- **Records provided**
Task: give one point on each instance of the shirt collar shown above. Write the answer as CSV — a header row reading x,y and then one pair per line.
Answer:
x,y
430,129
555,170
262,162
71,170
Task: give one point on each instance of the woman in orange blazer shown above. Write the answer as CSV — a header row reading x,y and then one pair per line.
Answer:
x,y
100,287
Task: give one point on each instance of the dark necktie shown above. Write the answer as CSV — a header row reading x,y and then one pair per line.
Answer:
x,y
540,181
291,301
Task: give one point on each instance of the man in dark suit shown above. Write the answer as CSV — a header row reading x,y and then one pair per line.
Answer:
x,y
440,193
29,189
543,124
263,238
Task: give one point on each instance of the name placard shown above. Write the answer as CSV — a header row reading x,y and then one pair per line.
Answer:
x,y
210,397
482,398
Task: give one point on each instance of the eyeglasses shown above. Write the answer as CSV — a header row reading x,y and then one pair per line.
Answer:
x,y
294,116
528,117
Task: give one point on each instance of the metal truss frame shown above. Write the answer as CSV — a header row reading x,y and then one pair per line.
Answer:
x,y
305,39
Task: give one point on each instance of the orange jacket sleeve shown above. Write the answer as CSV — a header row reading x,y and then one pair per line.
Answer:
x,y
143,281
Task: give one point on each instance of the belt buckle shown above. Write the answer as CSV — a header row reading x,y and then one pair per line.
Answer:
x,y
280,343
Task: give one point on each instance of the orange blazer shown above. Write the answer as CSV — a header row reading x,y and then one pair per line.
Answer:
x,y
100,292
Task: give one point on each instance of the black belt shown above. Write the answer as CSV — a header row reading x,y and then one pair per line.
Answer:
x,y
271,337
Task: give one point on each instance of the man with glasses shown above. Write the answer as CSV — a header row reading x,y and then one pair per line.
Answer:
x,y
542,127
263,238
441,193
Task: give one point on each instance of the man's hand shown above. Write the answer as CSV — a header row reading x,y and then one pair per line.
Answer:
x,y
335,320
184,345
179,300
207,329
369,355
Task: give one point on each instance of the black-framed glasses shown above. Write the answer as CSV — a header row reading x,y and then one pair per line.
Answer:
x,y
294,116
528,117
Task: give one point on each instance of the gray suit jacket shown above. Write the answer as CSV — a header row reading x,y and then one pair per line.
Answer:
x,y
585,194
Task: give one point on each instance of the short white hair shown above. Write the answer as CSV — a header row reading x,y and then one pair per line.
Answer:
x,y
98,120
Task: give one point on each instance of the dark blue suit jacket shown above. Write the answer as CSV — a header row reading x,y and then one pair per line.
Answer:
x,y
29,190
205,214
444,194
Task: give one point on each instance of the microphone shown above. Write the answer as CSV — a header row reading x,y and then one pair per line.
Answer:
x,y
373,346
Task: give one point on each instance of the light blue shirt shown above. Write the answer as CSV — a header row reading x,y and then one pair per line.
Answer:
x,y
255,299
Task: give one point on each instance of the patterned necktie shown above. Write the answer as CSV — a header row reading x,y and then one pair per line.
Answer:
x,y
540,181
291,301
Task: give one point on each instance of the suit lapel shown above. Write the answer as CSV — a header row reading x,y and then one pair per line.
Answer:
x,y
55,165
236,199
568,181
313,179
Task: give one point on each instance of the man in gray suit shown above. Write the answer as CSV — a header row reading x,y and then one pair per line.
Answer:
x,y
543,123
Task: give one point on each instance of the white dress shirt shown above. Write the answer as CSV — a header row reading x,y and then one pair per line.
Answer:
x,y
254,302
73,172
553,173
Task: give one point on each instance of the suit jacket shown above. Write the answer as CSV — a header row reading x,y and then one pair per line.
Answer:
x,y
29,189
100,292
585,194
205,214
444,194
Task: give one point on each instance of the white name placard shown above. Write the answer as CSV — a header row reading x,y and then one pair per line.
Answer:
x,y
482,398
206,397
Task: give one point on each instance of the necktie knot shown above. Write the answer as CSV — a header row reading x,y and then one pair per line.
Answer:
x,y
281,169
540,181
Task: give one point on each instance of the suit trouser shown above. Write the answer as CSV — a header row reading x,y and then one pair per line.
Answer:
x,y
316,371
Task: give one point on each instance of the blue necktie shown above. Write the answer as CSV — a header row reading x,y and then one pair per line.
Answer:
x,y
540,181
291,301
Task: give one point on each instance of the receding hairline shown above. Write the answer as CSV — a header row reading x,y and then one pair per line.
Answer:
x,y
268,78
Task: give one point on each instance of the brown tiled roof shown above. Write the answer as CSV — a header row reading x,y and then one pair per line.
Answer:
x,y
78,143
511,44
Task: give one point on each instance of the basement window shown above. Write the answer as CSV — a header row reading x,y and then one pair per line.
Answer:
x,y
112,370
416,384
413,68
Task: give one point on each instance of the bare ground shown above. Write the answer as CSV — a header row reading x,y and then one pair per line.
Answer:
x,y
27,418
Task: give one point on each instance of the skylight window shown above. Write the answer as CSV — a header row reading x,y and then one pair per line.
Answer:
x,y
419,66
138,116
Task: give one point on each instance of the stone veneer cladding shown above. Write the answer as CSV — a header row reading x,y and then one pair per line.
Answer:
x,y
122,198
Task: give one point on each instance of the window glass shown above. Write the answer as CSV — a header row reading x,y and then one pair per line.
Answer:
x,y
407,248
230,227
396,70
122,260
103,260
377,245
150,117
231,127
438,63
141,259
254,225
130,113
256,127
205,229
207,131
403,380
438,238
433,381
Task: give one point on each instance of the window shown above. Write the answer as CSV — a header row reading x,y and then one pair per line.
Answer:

- **Activity**
From the listing above, extract every line exactly as it stands.

- **Written reply**
Task: give one point on each instance of the shirt collar shown above. Write the answer as CSV — a header row reading x,y and then one pair per line.
Answer:
x,y
430,129
555,170
262,162
71,170
Task: give one point on each instance of the woman in orange blazer shown above. Write the answer as CSV — a header row reading x,y and then one pair per line.
Answer:
x,y
100,287
Task: give one point on each instance of the dark necktie shown above. Write the answer as CSV — a header row reading x,y and then one pair per line.
Answer:
x,y
540,181
291,301
Task: give one point on each instance of the man in dark suit shown above. Write the answer as CSV — a header row reading x,y and then one pair per line.
Answer:
x,y
440,193
29,189
543,124
263,238
Task: give one point on each instance of the name placard shown above. Write the answer as CSV — a header row reading x,y and then one pair per line.
Answer:
x,y
210,397
482,398
Task: give one point on each instance of the eyeglasses shown above. Write the answer as CSV — a header row reading x,y and then one pair per line.
Answer:
x,y
294,116
528,117
Task: give one point on each instance of the metal truss frame shown above. Write the answer as CSV — a header row reading x,y and then one pair per line.
Answer:
x,y
305,39
Task: give one point on each instance of the orange jacket sleeve shown above. Write the answer as CSV — a header row reading x,y and then one pair per line.
Answer:
x,y
143,281
Task: give one point on each instance of the belt buckle shown above. Write the answer as CSV — a header row reading x,y and then one pair per line.
Answer:
x,y
280,343
Task: give one point on each instance of the orange blazer shown above. Write the answer as CSV — a header row reading x,y and then one pair per line.
Answer:
x,y
100,292
Task: give one point on each instance of the black belt shown above. Write the answer as CSV — a header row reading x,y and then one pair per line.
Answer:
x,y
271,337
Task: give one point on each instance of the man with glasses shown above. Write the answer as CSV — a header row reading x,y and then one pair per line.
Answer:
x,y
542,127
263,238
441,193
Task: give one point on each instance of the man's hand shown above. Write the answer as CSV — a header row reading x,y and then one pair per line.
Answer:
x,y
335,320
184,345
179,300
207,329
369,355
Task: give one point on each instance of the black-framed glasses shown above. Write the answer as CSV — a header row reading x,y and then one pair per line.
Answer:
x,y
294,116
528,117
Task: give one point on each instance of the gray suit jacket shown above. Write the answer as CSV — a header row reading x,y and then one pair per line.
Answer:
x,y
585,194
Task: give one point on each instance of the short white hair shown above. Write the answer as CSV — a header row reading x,y and then one pair per line.
Answer:
x,y
98,120
Task: give one point on each instance of the dark blue suit jacket shown above. Write the answer as CSV — a header row reading x,y and then one pair per line.
Answer:
x,y
29,190
205,214
444,194
Task: give one point on each instance of the microphone shown above. Write the answer as CSV — a header row reading x,y and then one pair per line.
Answer:
x,y
373,346
Task: give one point on each instance of the light blue shirt shown above. Write the answer as CSV — a header row reading x,y and then one pair per line.
Answer:
x,y
255,299
Task: give one point on each instance of the patterned necktie shown above. Write the answer as CSV — a header row reading x,y and then one pair per line.
Answer:
x,y
540,181
291,301
Task: give one point on each instance of the suit lapel shown above. Write the answer as CSV — a header row reading x,y and then one pair per line.
Answer:
x,y
55,165
236,199
568,181
313,179
Task: give one point on each instance of the man in gray suit shown above. Write the answer as CSV — a header row reading x,y and then one pair per line.
Answer:
x,y
543,123
Task: give one point on each instance of the white dress shirt shown above. Write the answer as CSV — a header row reading x,y and then one pair per line.
Answer:
x,y
254,302
73,172
553,173
Task: give one point on each instance of the suit jacket shown above. Write the answer as CSV — a header row reading x,y and then one pair per line.
Answer:
x,y
29,189
100,292
585,194
205,214
444,194
Task: give one point on each instance of the white name placard shown above. Write the answer as CSV — a header row reading x,y and then one pair per line.
Answer:
x,y
482,398
206,397
Task: give one point on each instance of the necktie knot shown above. Write the answer as CSV — a header row reading x,y and then one pair per line.
Answer:
x,y
281,169
540,181
Task: give one point on each instance of the suit trouser shown above. Write the answer as CSV — a header row reading x,y and then one pair per line.
Answer:
x,y
316,371
Task: give one point on each instance of the blue necktie shown above. Write the answer as CSV — a header row reading x,y and then one pair per line.
Answer:
x,y
540,181
291,301
Task: give one point on each instance of the receding hairline shown above. Write the answer as CSV — a header row reading x,y and then one pair per line.
Answer:
x,y
268,78
Task: give one point on each instance of the brown tiled roof shown above. Write the answer as CSV — a header row reading x,y and then one pair per line.
Answer:
x,y
78,143
511,44
Task: give one point on each instance of the basement window shown above. Write the answer as CSV — a header row reading x,y and then one pair per line.
Answer:
x,y
112,370
416,384
413,68
Task: give one point on each instance of the bare ground shown above. Write the answer as CSV — a header row reading x,y and then one pair per line.
Answer:
x,y
27,418
Task: give one point on each instance of the skylight window shown above. Write the answer as CSV — a header row reading x,y and then one pair per line.
Answer:
x,y
419,66
138,116
Task: give one point on each instance of the stone veneer cladding shown above. Write the answer as CSV — a header row reading x,y and then one pair per line.
Answer:
x,y
122,198
Task: give one point on each instance of the window glass shown above. Write the answer as CSV — a header row reading x,y and then one pair per line.
Answer:
x,y
407,248
230,227
396,70
122,260
103,260
377,245
150,117
231,127
438,63
141,259
254,225
130,113
256,127
205,229
207,131
403,380
438,238
433,381
Task: give one point on each instance of the window shown above. Write the answer as CSV — a header row reading x,y and then one pair per line.
Answer:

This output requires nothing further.